── Records shown ──

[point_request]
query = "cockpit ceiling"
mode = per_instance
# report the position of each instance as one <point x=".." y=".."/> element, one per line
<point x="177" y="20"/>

───

(Task requirements) Repeat the material in full, exactly as written.

(Answer)
[point_request]
query = "cockpit ceiling"
mode = per_instance
# report the position of each instance as one <point x=".." y=".."/> element, one per line
<point x="177" y="20"/>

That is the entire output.